PAGE EXTRACT |
↓

Wednesday, December 30, 2015

Local Coverage of _Like a Noise in Dreams_

Mr. Jeff Kenney, editor of the town paper back home, The Culver Citizen, has written a very kind piece about Like a Noise in Dreams. My thanks to Jeff and to Plymouth Pilot-News Managing Editor, Diona Eskew, for permission to reproduce here the article, which originally appeared in both the Citizen and the Pilot-News [Copyright (c) 2015 by The Pilot-News. All rights reserved.]

Houghton's New Novel Places Pieces of Culver in England
By Jeff Kenney
Citizen editor
It's been a decade since the Rev. Dr. John Houghton's first novel, which was set in a fictionalized version of Culver, and -- perhaps somewhat to his own surprise -- several characters from that book are back in "Like a Noise in Dreams," which was just released this fall.
A bit ironically, "Dreams" -- a novel featuring Culver characters set in England -- arrives the same year as a novel featuring English characters but set in Culver ("No Place to Hide," by British best-selling novelist Susan Lewis) was released to much fanfare.
Houghton, who was featured in a Culver Citizen article last year focusing on his editing work on a tribute book to the most preeminent scholar of the writings of "Lord of the Rings" novelist JRR Tolkien (and who has written many columns for this newspaper starting in the 1970s and picking up in the past eight years), grew up in Culver, attended Culver Military Academy, and earned degrees from Harvard, Yale, Indiana, and Notre Dame Universities, specializing among other areas, in Medieval history and Tolkien. When "Rough Magicke" was released, he was still fairly new to his role as an Episcopal priest (a role in which he serves at the Hill School in Pennsylvania, where he also teaches, a role he's been familiar with for decades).
"Magicke" was deeply steeped in Culver lore, past and present, from the fictional name of the town itself, Annandale, which was borrowed from a blockbuster novel set in Culver from 1905, "The House of a Thousand Candles," to a litany of familiar references to Culverites in location, people, and traditions (in fact, Houghton has, for the new novel, updated the fictional website for Annandale Military Academy he created during the "Magicke" days, at
"Rough Magicke," as was noted by some who reviewed it, was something of an "occult thriller" undergirded by an unusual blend of magic and Christianity and with a partial boarding school background (another part of it was set in Michigan City, then the seat of the Episcopal Diocese of Northern Indiana).

From 'Magicke' to 'Dreams'
The new novel, "Like a Noise in Dreams," like its predecessor, draws heavily from Houghton's own experience, in this case most pointedly from his experiences teaching at American summer camps in Oxford, England.
Says Houghton: "What I've done is imagined Culver had a summer camp in England," which is not, on the surface, such an unusual idea since Culver Academies does indeed have summer camps, even if the England part is purely imaginary.
The author also weaves parts of Southern England, where his Houghton ancestors hail from, into the story as well. Michigan City turns up in a third part of a book he describes more as "three novellas than a single novel" proper.
"It was fun sort of trying to take the general experience of this camp I've worked at and reimagining it being an American military school in Oxford...and then sort of playing with the same kinds of concerns of schools and magic that we're playing with in earlier volumes. It's sort of contemporary world fantasy."

↑

RECORDS SUPPLIED |
↓

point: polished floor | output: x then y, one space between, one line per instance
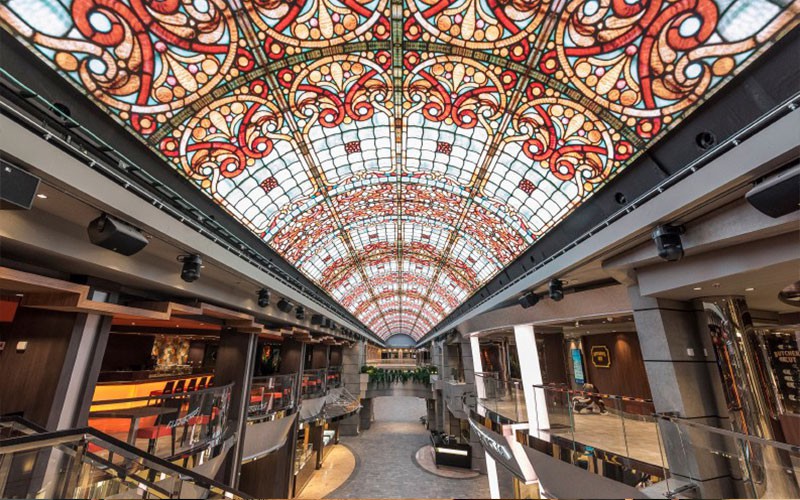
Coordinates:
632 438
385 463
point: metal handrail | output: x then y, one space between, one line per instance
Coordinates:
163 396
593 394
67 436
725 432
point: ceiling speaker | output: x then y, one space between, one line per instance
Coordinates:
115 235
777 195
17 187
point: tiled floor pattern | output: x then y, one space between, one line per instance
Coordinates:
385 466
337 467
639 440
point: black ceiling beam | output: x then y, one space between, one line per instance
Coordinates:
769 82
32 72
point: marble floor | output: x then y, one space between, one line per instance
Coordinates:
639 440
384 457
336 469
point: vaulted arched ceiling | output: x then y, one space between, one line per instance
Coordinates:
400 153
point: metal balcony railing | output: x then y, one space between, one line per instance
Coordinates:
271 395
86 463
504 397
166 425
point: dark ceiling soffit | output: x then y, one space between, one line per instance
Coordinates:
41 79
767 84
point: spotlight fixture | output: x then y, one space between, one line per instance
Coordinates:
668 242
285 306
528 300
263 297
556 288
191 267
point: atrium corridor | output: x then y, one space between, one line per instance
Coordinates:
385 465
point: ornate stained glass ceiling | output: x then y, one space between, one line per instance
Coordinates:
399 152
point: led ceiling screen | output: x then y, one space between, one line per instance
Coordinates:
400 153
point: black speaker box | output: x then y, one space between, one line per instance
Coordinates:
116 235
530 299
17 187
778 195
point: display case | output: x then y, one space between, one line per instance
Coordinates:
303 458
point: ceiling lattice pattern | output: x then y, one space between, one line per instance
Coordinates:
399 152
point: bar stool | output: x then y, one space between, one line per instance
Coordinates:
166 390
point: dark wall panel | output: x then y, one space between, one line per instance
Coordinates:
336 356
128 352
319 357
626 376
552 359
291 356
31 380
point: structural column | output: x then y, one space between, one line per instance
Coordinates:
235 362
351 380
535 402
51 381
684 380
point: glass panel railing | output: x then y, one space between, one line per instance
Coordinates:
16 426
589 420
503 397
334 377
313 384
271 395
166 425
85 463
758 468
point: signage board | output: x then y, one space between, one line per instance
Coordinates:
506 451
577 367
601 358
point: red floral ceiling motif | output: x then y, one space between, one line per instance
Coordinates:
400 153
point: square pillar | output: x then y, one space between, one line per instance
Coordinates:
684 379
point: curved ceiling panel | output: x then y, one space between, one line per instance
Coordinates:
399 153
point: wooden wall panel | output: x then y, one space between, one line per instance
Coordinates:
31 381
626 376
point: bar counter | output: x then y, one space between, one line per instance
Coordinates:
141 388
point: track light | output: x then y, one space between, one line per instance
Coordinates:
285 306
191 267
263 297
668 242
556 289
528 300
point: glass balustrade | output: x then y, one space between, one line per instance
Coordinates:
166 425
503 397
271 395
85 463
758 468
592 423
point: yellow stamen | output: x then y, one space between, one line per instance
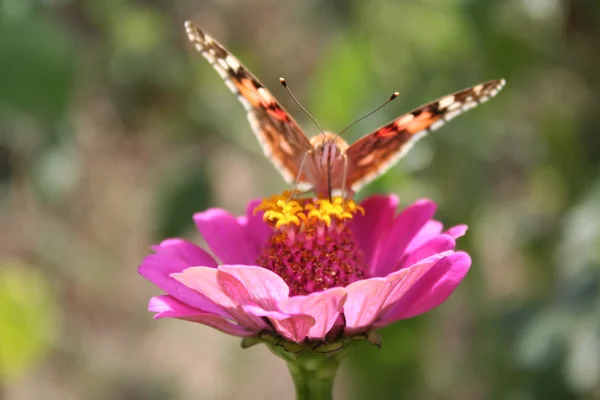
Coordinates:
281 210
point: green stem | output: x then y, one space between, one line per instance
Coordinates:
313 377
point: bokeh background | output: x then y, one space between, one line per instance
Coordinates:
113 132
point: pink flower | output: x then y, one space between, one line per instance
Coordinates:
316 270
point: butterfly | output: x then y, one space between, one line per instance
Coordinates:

↑

TO DO |
a - Name every university from which the post about John Houghton's novels says he earned degrees.
b - Answer from the post about John Houghton's novels:
(i) Who is the editor of The Culver Citizen?
(ii) What fictional name does Culver take in "Rough Magicke," and from which 1905 novel was that name borrowed?
(iii) In what city has Houghton taught at American summer camps?
c - Pick up the post about John Houghton's novels after its final sentence and keep writing it.
The listing above was drawn from a separate source.

EXPECTED ANSWERS |
a - Harvard, Yale, Indiana, and Notre Dame

b -
(i) Jeff Kenney
(ii) Annandale, borrowed from "The House of a Thousand Candles"
(iii) Oxford, England

c -
The core cast includes narrator Jonathan D. Mears (with enough real-life parallels not to see him as something akin to a fictionalized version of Houghton himself) and his niece and nephew by marriage (the nephew having been a principle character in "Rough Magicke," carried over) and another Culver (or, officially, "Annandale Military Academy") cadet from the same generation. There's also a new cast of cadets and English characters as well ("There are not quite as many background characters as a Dickens novel, but..." Houghton chuckles).
In the years since his first novel, the narrator has become the Episcopal bishop of Michigan City, attending what is actually a real-life every-decade meeting of bishops in England during the summer of 2000.
"The lead character has some of the magic things attached to him," adds Houghton. "There's a kid at the summer camp who has connections both to Annandale and this Oxford colony."
A key locale in the novel seems to be haunted by a great aunt, a connection made more intriguing by her connection with founding the college itself.
"In the 1920s to early `30s there were several new institutions founded at oxford that actually became colleges in the 1960s, so this is pictured there," Houghton explains. "There's a lot in it about the interest in spiritualism going on -- there was a time between 1900 and 1930 when otherwise orthodox Christians were involved in these ideas about spiritualism; even ideas like 'spiritual radio.'"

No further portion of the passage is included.